§ ABOUT THIS TASK
Wherever the word "spectator" occurs in the lines below, copy the whole line.

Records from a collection
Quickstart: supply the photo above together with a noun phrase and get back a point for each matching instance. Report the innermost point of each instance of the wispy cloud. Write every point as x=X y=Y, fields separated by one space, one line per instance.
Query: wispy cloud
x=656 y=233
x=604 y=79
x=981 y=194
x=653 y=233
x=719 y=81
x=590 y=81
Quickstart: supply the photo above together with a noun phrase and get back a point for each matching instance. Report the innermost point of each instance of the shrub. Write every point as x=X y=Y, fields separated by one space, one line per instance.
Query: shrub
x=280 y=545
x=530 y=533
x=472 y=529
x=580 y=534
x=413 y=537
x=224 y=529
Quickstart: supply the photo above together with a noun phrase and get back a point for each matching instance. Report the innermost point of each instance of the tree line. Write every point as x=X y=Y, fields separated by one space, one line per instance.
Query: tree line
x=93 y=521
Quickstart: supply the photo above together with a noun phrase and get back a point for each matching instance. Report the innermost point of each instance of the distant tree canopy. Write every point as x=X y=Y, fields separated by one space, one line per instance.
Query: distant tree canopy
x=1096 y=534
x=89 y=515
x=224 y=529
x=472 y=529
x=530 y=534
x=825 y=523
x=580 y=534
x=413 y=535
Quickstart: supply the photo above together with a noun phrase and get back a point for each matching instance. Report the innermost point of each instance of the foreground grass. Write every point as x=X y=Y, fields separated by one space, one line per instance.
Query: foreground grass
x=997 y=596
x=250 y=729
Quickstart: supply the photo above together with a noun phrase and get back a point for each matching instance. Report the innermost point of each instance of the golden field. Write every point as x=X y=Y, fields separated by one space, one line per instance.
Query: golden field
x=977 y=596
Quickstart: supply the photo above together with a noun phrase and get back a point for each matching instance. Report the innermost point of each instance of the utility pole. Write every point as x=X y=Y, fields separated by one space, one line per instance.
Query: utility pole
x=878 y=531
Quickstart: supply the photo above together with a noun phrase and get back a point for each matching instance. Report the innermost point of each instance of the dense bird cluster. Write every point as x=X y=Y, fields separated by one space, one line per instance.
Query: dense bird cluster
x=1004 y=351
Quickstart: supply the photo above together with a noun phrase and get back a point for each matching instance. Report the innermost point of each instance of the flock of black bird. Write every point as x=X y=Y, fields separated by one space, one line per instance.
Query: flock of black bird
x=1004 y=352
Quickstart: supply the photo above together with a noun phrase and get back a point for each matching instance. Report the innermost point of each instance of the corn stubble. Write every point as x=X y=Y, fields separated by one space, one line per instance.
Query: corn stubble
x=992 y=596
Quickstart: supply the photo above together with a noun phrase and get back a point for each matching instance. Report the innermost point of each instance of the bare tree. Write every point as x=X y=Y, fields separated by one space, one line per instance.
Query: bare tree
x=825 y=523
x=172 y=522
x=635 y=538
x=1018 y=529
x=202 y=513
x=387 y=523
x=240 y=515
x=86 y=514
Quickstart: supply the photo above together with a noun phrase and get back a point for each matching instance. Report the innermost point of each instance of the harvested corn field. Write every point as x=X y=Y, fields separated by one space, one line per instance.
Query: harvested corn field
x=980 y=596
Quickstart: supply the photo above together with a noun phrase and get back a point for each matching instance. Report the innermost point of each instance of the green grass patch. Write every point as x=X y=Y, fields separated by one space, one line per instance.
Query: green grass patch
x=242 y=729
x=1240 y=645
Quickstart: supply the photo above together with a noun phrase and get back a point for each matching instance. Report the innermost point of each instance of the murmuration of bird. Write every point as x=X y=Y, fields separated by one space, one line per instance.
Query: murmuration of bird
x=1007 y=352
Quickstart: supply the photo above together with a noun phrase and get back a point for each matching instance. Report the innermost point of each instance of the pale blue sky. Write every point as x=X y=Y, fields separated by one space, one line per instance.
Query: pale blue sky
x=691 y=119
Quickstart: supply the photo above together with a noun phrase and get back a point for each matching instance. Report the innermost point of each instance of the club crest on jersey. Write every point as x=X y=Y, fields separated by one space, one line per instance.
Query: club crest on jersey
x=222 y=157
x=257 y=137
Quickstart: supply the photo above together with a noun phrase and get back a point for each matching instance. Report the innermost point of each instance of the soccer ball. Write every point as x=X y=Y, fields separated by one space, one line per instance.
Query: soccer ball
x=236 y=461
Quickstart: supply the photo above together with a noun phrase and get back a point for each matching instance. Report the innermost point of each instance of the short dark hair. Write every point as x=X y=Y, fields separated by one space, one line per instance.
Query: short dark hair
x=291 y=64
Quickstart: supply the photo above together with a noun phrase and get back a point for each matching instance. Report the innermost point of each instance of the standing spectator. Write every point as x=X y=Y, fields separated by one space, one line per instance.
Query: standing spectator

§ ANSWER BOX
Quickstart: supply the photo above together with a noun phrase and get back a point for each matching instance. Report the innermost point of each instance of the standing spectator. Write every point as x=X y=Y, fields separated by one space, one line per instance.
Query: standing spectator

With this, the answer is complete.